> [Your objective] All that is wanted is how many lines in the records below include the string "distant".

> [Supplied material]
......

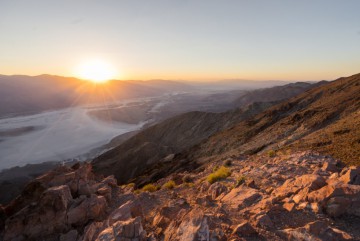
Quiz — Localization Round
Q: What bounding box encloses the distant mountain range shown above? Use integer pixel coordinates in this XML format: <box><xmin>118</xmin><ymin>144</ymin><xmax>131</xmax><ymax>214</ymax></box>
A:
<box><xmin>0</xmin><ymin>74</ymin><xmax>299</xmax><ymax>118</ymax></box>
<box><xmin>0</xmin><ymin>75</ymin><xmax>191</xmax><ymax>117</ymax></box>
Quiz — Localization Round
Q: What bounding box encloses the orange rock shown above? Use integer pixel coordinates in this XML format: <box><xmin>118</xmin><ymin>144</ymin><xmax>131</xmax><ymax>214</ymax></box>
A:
<box><xmin>282</xmin><ymin>202</ymin><xmax>295</xmax><ymax>212</ymax></box>
<box><xmin>221</xmin><ymin>186</ymin><xmax>262</xmax><ymax>209</ymax></box>
<box><xmin>339</xmin><ymin>166</ymin><xmax>360</xmax><ymax>185</ymax></box>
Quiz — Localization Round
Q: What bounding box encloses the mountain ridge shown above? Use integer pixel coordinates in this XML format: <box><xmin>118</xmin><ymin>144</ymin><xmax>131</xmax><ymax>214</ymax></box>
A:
<box><xmin>93</xmin><ymin>81</ymin><xmax>319</xmax><ymax>183</ymax></box>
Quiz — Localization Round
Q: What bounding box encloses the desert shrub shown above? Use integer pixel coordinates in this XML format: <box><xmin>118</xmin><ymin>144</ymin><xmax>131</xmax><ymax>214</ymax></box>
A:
<box><xmin>142</xmin><ymin>183</ymin><xmax>158</xmax><ymax>192</ymax></box>
<box><xmin>235</xmin><ymin>175</ymin><xmax>246</xmax><ymax>187</ymax></box>
<box><xmin>268</xmin><ymin>150</ymin><xmax>276</xmax><ymax>157</ymax></box>
<box><xmin>184</xmin><ymin>182</ymin><xmax>195</xmax><ymax>188</ymax></box>
<box><xmin>127</xmin><ymin>183</ymin><xmax>135</xmax><ymax>188</ymax></box>
<box><xmin>212</xmin><ymin>165</ymin><xmax>219</xmax><ymax>172</ymax></box>
<box><xmin>134</xmin><ymin>189</ymin><xmax>141</xmax><ymax>194</ymax></box>
<box><xmin>182</xmin><ymin>174</ymin><xmax>192</xmax><ymax>183</ymax></box>
<box><xmin>207</xmin><ymin>166</ymin><xmax>231</xmax><ymax>184</ymax></box>
<box><xmin>224</xmin><ymin>159</ymin><xmax>232</xmax><ymax>166</ymax></box>
<box><xmin>163</xmin><ymin>180</ymin><xmax>176</xmax><ymax>189</ymax></box>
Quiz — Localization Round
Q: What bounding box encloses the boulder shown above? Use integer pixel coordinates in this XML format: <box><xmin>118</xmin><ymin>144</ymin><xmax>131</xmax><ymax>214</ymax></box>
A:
<box><xmin>279</xmin><ymin>221</ymin><xmax>353</xmax><ymax>241</ymax></box>
<box><xmin>101</xmin><ymin>175</ymin><xmax>117</xmax><ymax>187</ymax></box>
<box><xmin>96</xmin><ymin>217</ymin><xmax>146</xmax><ymax>241</ymax></box>
<box><xmin>232</xmin><ymin>221</ymin><xmax>257</xmax><ymax>237</ymax></box>
<box><xmin>78</xmin><ymin>179</ymin><xmax>93</xmax><ymax>196</ymax></box>
<box><xmin>307</xmin><ymin>183</ymin><xmax>360</xmax><ymax>216</ymax></box>
<box><xmin>208</xmin><ymin>182</ymin><xmax>228</xmax><ymax>199</ymax></box>
<box><xmin>40</xmin><ymin>185</ymin><xmax>72</xmax><ymax>211</ymax></box>
<box><xmin>108</xmin><ymin>200</ymin><xmax>143</xmax><ymax>225</ymax></box>
<box><xmin>96</xmin><ymin>186</ymin><xmax>112</xmax><ymax>202</ymax></box>
<box><xmin>49</xmin><ymin>171</ymin><xmax>76</xmax><ymax>187</ymax></box>
<box><xmin>4</xmin><ymin>185</ymin><xmax>72</xmax><ymax>240</ymax></box>
<box><xmin>325</xmin><ymin>197</ymin><xmax>351</xmax><ymax>217</ymax></box>
<box><xmin>255</xmin><ymin>214</ymin><xmax>274</xmax><ymax>229</ymax></box>
<box><xmin>196</xmin><ymin>195</ymin><xmax>213</xmax><ymax>207</ymax></box>
<box><xmin>221</xmin><ymin>186</ymin><xmax>262</xmax><ymax>209</ymax></box>
<box><xmin>274</xmin><ymin>174</ymin><xmax>326</xmax><ymax>199</ymax></box>
<box><xmin>321</xmin><ymin>161</ymin><xmax>339</xmax><ymax>173</ymax></box>
<box><xmin>82</xmin><ymin>222</ymin><xmax>105</xmax><ymax>241</ymax></box>
<box><xmin>67</xmin><ymin>195</ymin><xmax>107</xmax><ymax>226</ymax></box>
<box><xmin>339</xmin><ymin>166</ymin><xmax>360</xmax><ymax>185</ymax></box>
<box><xmin>75</xmin><ymin>163</ymin><xmax>93</xmax><ymax>181</ymax></box>
<box><xmin>164</xmin><ymin>208</ymin><xmax>209</xmax><ymax>241</ymax></box>
<box><xmin>282</xmin><ymin>202</ymin><xmax>295</xmax><ymax>212</ymax></box>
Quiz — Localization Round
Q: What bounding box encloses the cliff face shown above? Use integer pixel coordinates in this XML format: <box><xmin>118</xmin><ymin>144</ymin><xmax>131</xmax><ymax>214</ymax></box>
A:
<box><xmin>1</xmin><ymin>152</ymin><xmax>360</xmax><ymax>240</ymax></box>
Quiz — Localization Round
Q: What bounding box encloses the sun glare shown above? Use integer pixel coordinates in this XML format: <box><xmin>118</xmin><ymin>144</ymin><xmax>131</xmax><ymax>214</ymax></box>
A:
<box><xmin>77</xmin><ymin>59</ymin><xmax>116</xmax><ymax>83</ymax></box>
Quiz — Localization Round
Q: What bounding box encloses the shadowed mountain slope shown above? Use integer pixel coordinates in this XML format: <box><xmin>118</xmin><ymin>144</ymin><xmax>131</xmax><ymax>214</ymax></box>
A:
<box><xmin>93</xmin><ymin>103</ymin><xmax>273</xmax><ymax>183</ymax></box>
<box><xmin>93</xmin><ymin>82</ymin><xmax>320</xmax><ymax>183</ymax></box>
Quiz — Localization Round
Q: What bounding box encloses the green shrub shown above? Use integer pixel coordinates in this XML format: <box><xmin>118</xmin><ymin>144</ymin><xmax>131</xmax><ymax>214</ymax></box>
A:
<box><xmin>142</xmin><ymin>183</ymin><xmax>158</xmax><ymax>192</ymax></box>
<box><xmin>235</xmin><ymin>175</ymin><xmax>246</xmax><ymax>187</ymax></box>
<box><xmin>268</xmin><ymin>150</ymin><xmax>276</xmax><ymax>157</ymax></box>
<box><xmin>182</xmin><ymin>174</ymin><xmax>192</xmax><ymax>183</ymax></box>
<box><xmin>224</xmin><ymin>159</ymin><xmax>232</xmax><ymax>167</ymax></box>
<box><xmin>207</xmin><ymin>166</ymin><xmax>231</xmax><ymax>184</ymax></box>
<box><xmin>163</xmin><ymin>180</ymin><xmax>176</xmax><ymax>189</ymax></box>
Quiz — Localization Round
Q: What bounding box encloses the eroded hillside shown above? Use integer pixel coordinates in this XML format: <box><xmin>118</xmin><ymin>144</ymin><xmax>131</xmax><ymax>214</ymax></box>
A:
<box><xmin>183</xmin><ymin>73</ymin><xmax>360</xmax><ymax>165</ymax></box>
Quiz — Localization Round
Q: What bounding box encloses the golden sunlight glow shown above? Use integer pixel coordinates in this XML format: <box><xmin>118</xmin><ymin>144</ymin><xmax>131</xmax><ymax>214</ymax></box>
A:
<box><xmin>76</xmin><ymin>59</ymin><xmax>116</xmax><ymax>83</ymax></box>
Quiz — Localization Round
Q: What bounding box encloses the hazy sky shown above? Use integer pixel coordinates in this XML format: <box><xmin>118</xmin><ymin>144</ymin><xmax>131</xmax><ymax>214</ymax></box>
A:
<box><xmin>1</xmin><ymin>0</ymin><xmax>360</xmax><ymax>81</ymax></box>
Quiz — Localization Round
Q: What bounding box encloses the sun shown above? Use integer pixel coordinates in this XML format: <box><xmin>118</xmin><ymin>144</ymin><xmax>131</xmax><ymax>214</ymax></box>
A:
<box><xmin>76</xmin><ymin>59</ymin><xmax>116</xmax><ymax>83</ymax></box>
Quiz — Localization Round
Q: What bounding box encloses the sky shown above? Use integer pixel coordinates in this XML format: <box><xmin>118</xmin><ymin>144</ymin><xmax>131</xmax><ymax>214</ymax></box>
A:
<box><xmin>1</xmin><ymin>0</ymin><xmax>360</xmax><ymax>81</ymax></box>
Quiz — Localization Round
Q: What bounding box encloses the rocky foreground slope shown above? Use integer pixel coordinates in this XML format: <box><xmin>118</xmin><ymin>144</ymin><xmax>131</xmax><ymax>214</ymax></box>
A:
<box><xmin>1</xmin><ymin>151</ymin><xmax>359</xmax><ymax>240</ymax></box>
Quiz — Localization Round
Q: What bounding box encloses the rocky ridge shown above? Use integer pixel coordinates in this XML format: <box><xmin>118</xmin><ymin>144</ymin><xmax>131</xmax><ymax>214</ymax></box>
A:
<box><xmin>93</xmin><ymin>81</ymin><xmax>321</xmax><ymax>184</ymax></box>
<box><xmin>1</xmin><ymin>151</ymin><xmax>359</xmax><ymax>240</ymax></box>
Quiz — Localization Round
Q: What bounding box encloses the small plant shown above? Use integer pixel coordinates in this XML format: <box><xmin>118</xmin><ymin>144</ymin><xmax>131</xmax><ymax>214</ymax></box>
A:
<box><xmin>163</xmin><ymin>180</ymin><xmax>176</xmax><ymax>189</ymax></box>
<box><xmin>268</xmin><ymin>150</ymin><xmax>276</xmax><ymax>157</ymax></box>
<box><xmin>127</xmin><ymin>183</ymin><xmax>135</xmax><ymax>188</ymax></box>
<box><xmin>134</xmin><ymin>189</ymin><xmax>141</xmax><ymax>194</ymax></box>
<box><xmin>184</xmin><ymin>182</ymin><xmax>195</xmax><ymax>188</ymax></box>
<box><xmin>142</xmin><ymin>183</ymin><xmax>158</xmax><ymax>192</ymax></box>
<box><xmin>235</xmin><ymin>175</ymin><xmax>246</xmax><ymax>187</ymax></box>
<box><xmin>207</xmin><ymin>166</ymin><xmax>231</xmax><ymax>184</ymax></box>
<box><xmin>224</xmin><ymin>159</ymin><xmax>232</xmax><ymax>166</ymax></box>
<box><xmin>212</xmin><ymin>165</ymin><xmax>219</xmax><ymax>172</ymax></box>
<box><xmin>182</xmin><ymin>174</ymin><xmax>192</xmax><ymax>183</ymax></box>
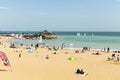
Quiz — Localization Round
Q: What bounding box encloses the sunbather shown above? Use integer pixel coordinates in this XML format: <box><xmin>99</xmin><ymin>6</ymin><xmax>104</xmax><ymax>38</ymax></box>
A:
<box><xmin>76</xmin><ymin>68</ymin><xmax>88</xmax><ymax>76</ymax></box>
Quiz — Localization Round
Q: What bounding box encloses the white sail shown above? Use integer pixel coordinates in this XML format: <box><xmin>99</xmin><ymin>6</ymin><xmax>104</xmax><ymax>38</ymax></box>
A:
<box><xmin>84</xmin><ymin>33</ymin><xmax>86</xmax><ymax>36</ymax></box>
<box><xmin>19</xmin><ymin>34</ymin><xmax>23</xmax><ymax>39</ymax></box>
<box><xmin>92</xmin><ymin>33</ymin><xmax>94</xmax><ymax>37</ymax></box>
<box><xmin>77</xmin><ymin>33</ymin><xmax>80</xmax><ymax>36</ymax></box>
<box><xmin>38</xmin><ymin>36</ymin><xmax>42</xmax><ymax>43</ymax></box>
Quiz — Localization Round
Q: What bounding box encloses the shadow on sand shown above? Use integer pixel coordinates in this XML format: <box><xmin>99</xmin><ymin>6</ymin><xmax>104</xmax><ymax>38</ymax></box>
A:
<box><xmin>110</xmin><ymin>62</ymin><xmax>120</xmax><ymax>65</ymax></box>
<box><xmin>105</xmin><ymin>61</ymin><xmax>120</xmax><ymax>65</ymax></box>
<box><xmin>0</xmin><ymin>69</ymin><xmax>8</xmax><ymax>71</ymax></box>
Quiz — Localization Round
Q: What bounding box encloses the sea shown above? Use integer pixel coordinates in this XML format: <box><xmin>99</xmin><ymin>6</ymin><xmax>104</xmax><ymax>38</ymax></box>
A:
<box><xmin>3</xmin><ymin>31</ymin><xmax>120</xmax><ymax>51</ymax></box>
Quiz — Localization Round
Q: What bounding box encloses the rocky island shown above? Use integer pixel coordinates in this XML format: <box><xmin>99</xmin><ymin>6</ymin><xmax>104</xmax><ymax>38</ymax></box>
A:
<box><xmin>39</xmin><ymin>30</ymin><xmax>57</xmax><ymax>39</ymax></box>
<box><xmin>0</xmin><ymin>30</ymin><xmax>57</xmax><ymax>40</ymax></box>
<box><xmin>23</xmin><ymin>30</ymin><xmax>57</xmax><ymax>39</ymax></box>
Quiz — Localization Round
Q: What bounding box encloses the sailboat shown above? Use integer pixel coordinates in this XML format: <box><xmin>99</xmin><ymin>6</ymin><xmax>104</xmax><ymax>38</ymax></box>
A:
<box><xmin>92</xmin><ymin>33</ymin><xmax>94</xmax><ymax>37</ymax></box>
<box><xmin>77</xmin><ymin>33</ymin><xmax>80</xmax><ymax>36</ymax></box>
<box><xmin>39</xmin><ymin>36</ymin><xmax>42</xmax><ymax>43</ymax></box>
<box><xmin>19</xmin><ymin>34</ymin><xmax>23</xmax><ymax>39</ymax></box>
<box><xmin>38</xmin><ymin>36</ymin><xmax>45</xmax><ymax>45</ymax></box>
<box><xmin>83</xmin><ymin>33</ymin><xmax>86</xmax><ymax>36</ymax></box>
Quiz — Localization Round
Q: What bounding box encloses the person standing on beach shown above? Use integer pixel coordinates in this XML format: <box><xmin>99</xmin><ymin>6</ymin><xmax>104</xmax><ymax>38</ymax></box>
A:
<box><xmin>104</xmin><ymin>48</ymin><xmax>106</xmax><ymax>52</ymax></box>
<box><xmin>117</xmin><ymin>55</ymin><xmax>119</xmax><ymax>62</ymax></box>
<box><xmin>61</xmin><ymin>43</ymin><xmax>65</xmax><ymax>49</ymax></box>
<box><xmin>112</xmin><ymin>54</ymin><xmax>115</xmax><ymax>60</ymax></box>
<box><xmin>35</xmin><ymin>43</ymin><xmax>39</xmax><ymax>50</ymax></box>
<box><xmin>19</xmin><ymin>53</ymin><xmax>21</xmax><ymax>58</ymax></box>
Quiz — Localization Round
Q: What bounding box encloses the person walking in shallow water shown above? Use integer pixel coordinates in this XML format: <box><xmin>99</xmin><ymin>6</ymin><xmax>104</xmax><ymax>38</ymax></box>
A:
<box><xmin>107</xmin><ymin>47</ymin><xmax>110</xmax><ymax>53</ymax></box>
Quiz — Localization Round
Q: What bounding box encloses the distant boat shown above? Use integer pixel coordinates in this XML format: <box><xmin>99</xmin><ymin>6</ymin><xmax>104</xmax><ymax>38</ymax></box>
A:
<box><xmin>38</xmin><ymin>36</ymin><xmax>45</xmax><ymax>45</ymax></box>
<box><xmin>38</xmin><ymin>36</ymin><xmax>42</xmax><ymax>43</ymax></box>
<box><xmin>92</xmin><ymin>33</ymin><xmax>94</xmax><ymax>37</ymax></box>
<box><xmin>77</xmin><ymin>33</ymin><xmax>80</xmax><ymax>36</ymax></box>
<box><xmin>19</xmin><ymin>34</ymin><xmax>23</xmax><ymax>39</ymax></box>
<box><xmin>84</xmin><ymin>33</ymin><xmax>86</xmax><ymax>36</ymax></box>
<box><xmin>32</xmin><ymin>38</ymin><xmax>37</xmax><ymax>40</ymax></box>
<box><xmin>69</xmin><ymin>43</ymin><xmax>73</xmax><ymax>48</ymax></box>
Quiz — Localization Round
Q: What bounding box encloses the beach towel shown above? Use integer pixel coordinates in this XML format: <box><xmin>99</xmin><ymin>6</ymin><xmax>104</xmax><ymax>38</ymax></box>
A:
<box><xmin>76</xmin><ymin>72</ymin><xmax>88</xmax><ymax>76</ymax></box>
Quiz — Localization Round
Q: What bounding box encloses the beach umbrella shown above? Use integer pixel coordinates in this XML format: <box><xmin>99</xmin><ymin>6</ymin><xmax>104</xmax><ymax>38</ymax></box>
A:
<box><xmin>28</xmin><ymin>49</ymin><xmax>33</xmax><ymax>53</ymax></box>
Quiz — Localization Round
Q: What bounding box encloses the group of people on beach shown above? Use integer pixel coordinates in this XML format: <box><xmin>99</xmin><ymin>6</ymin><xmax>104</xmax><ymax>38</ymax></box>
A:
<box><xmin>103</xmin><ymin>47</ymin><xmax>110</xmax><ymax>53</ymax></box>
<box><xmin>76</xmin><ymin>68</ymin><xmax>88</xmax><ymax>76</ymax></box>
<box><xmin>107</xmin><ymin>53</ymin><xmax>119</xmax><ymax>62</ymax></box>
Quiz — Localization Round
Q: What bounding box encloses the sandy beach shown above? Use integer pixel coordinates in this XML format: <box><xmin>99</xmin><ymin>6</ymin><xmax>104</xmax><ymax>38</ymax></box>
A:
<box><xmin>0</xmin><ymin>36</ymin><xmax>120</xmax><ymax>80</ymax></box>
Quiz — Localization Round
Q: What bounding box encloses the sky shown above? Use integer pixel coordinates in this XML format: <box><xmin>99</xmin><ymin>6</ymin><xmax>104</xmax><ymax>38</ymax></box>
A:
<box><xmin>0</xmin><ymin>0</ymin><xmax>120</xmax><ymax>31</ymax></box>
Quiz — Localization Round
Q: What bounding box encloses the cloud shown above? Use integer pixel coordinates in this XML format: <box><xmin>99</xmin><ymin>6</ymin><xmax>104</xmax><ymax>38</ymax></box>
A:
<box><xmin>0</xmin><ymin>6</ymin><xmax>8</xmax><ymax>10</ymax></box>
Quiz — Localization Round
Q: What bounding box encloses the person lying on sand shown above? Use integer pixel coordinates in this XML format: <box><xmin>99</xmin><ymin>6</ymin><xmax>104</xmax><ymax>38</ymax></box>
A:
<box><xmin>92</xmin><ymin>51</ymin><xmax>100</xmax><ymax>55</ymax></box>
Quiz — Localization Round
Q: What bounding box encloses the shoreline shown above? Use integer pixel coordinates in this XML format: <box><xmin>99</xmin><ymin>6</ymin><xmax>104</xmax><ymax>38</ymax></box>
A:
<box><xmin>6</xmin><ymin>38</ymin><xmax>120</xmax><ymax>52</ymax></box>
<box><xmin>1</xmin><ymin>32</ymin><xmax>120</xmax><ymax>50</ymax></box>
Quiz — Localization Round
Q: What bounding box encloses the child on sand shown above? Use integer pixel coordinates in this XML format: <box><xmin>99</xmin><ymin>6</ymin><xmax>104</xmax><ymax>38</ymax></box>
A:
<box><xmin>19</xmin><ymin>53</ymin><xmax>21</xmax><ymax>58</ymax></box>
<box><xmin>45</xmin><ymin>55</ymin><xmax>49</xmax><ymax>59</ymax></box>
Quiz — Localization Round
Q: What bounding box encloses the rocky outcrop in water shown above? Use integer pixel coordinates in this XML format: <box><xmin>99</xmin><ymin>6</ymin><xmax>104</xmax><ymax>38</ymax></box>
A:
<box><xmin>22</xmin><ymin>30</ymin><xmax>57</xmax><ymax>39</ymax></box>
<box><xmin>39</xmin><ymin>30</ymin><xmax>57</xmax><ymax>39</ymax></box>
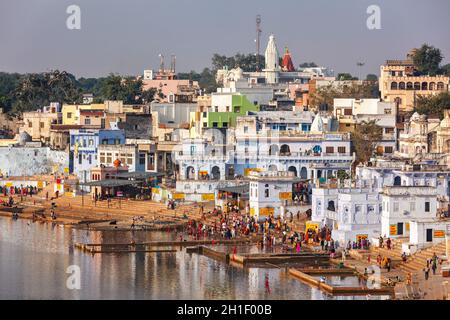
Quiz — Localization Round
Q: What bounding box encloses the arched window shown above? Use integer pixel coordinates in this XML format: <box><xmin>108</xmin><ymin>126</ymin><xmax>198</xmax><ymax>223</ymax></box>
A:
<box><xmin>437</xmin><ymin>82</ymin><xmax>445</xmax><ymax>91</ymax></box>
<box><xmin>288</xmin><ymin>166</ymin><xmax>297</xmax><ymax>177</ymax></box>
<box><xmin>211</xmin><ymin>166</ymin><xmax>220</xmax><ymax>180</ymax></box>
<box><xmin>394</xmin><ymin>176</ymin><xmax>401</xmax><ymax>186</ymax></box>
<box><xmin>414</xmin><ymin>82</ymin><xmax>420</xmax><ymax>90</ymax></box>
<box><xmin>269</xmin><ymin>144</ymin><xmax>279</xmax><ymax>156</ymax></box>
<box><xmin>399</xmin><ymin>82</ymin><xmax>406</xmax><ymax>90</ymax></box>
<box><xmin>429</xmin><ymin>82</ymin><xmax>435</xmax><ymax>90</ymax></box>
<box><xmin>317</xmin><ymin>170</ymin><xmax>322</xmax><ymax>179</ymax></box>
<box><xmin>300</xmin><ymin>167</ymin><xmax>308</xmax><ymax>179</ymax></box>
<box><xmin>186</xmin><ymin>166</ymin><xmax>195</xmax><ymax>180</ymax></box>
<box><xmin>280</xmin><ymin>144</ymin><xmax>291</xmax><ymax>155</ymax></box>
<box><xmin>264</xmin><ymin>184</ymin><xmax>269</xmax><ymax>198</ymax></box>
<box><xmin>327</xmin><ymin>200</ymin><xmax>335</xmax><ymax>212</ymax></box>
<box><xmin>406</xmin><ymin>82</ymin><xmax>413</xmax><ymax>90</ymax></box>
<box><xmin>390</xmin><ymin>82</ymin><xmax>398</xmax><ymax>90</ymax></box>
<box><xmin>421</xmin><ymin>82</ymin><xmax>428</xmax><ymax>90</ymax></box>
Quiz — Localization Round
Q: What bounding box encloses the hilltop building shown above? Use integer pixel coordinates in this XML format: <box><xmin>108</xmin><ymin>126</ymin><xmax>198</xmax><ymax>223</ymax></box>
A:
<box><xmin>379</xmin><ymin>59</ymin><xmax>449</xmax><ymax>113</ymax></box>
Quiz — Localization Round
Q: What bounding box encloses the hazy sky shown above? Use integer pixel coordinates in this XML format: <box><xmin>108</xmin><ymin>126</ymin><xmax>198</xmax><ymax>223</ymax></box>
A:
<box><xmin>0</xmin><ymin>0</ymin><xmax>449</xmax><ymax>78</ymax></box>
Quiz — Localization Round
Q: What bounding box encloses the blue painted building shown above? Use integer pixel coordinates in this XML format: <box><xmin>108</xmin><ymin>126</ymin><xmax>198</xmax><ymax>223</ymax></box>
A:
<box><xmin>69</xmin><ymin>129</ymin><xmax>125</xmax><ymax>184</ymax></box>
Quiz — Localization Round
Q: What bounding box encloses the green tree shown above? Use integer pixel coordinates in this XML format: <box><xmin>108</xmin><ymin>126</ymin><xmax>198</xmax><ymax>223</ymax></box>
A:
<box><xmin>299</xmin><ymin>62</ymin><xmax>318</xmax><ymax>68</ymax></box>
<box><xmin>100</xmin><ymin>74</ymin><xmax>123</xmax><ymax>101</ymax></box>
<box><xmin>415</xmin><ymin>92</ymin><xmax>450</xmax><ymax>119</ymax></box>
<box><xmin>211</xmin><ymin>54</ymin><xmax>235</xmax><ymax>71</ymax></box>
<box><xmin>121</xmin><ymin>77</ymin><xmax>143</xmax><ymax>104</ymax></box>
<box><xmin>98</xmin><ymin>74</ymin><xmax>145</xmax><ymax>104</ymax></box>
<box><xmin>177</xmin><ymin>68</ymin><xmax>217</xmax><ymax>93</ymax></box>
<box><xmin>198</xmin><ymin>68</ymin><xmax>217</xmax><ymax>93</ymax></box>
<box><xmin>13</xmin><ymin>70</ymin><xmax>81</xmax><ymax>113</ymax></box>
<box><xmin>46</xmin><ymin>70</ymin><xmax>81</xmax><ymax>104</ymax></box>
<box><xmin>141</xmin><ymin>87</ymin><xmax>157</xmax><ymax>104</ymax></box>
<box><xmin>0</xmin><ymin>72</ymin><xmax>21</xmax><ymax>112</ymax></box>
<box><xmin>337</xmin><ymin>170</ymin><xmax>350</xmax><ymax>187</ymax></box>
<box><xmin>441</xmin><ymin>63</ymin><xmax>450</xmax><ymax>77</ymax></box>
<box><xmin>366</xmin><ymin>74</ymin><xmax>378</xmax><ymax>81</ymax></box>
<box><xmin>352</xmin><ymin>120</ymin><xmax>383</xmax><ymax>165</ymax></box>
<box><xmin>411</xmin><ymin>44</ymin><xmax>443</xmax><ymax>76</ymax></box>
<box><xmin>310</xmin><ymin>82</ymin><xmax>379</xmax><ymax>112</ymax></box>
<box><xmin>211</xmin><ymin>53</ymin><xmax>264</xmax><ymax>72</ymax></box>
<box><xmin>157</xmin><ymin>89</ymin><xmax>165</xmax><ymax>100</ymax></box>
<box><xmin>177</xmin><ymin>71</ymin><xmax>202</xmax><ymax>82</ymax></box>
<box><xmin>77</xmin><ymin>77</ymin><xmax>105</xmax><ymax>97</ymax></box>
<box><xmin>337</xmin><ymin>73</ymin><xmax>358</xmax><ymax>81</ymax></box>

......

> [Output for this task] 2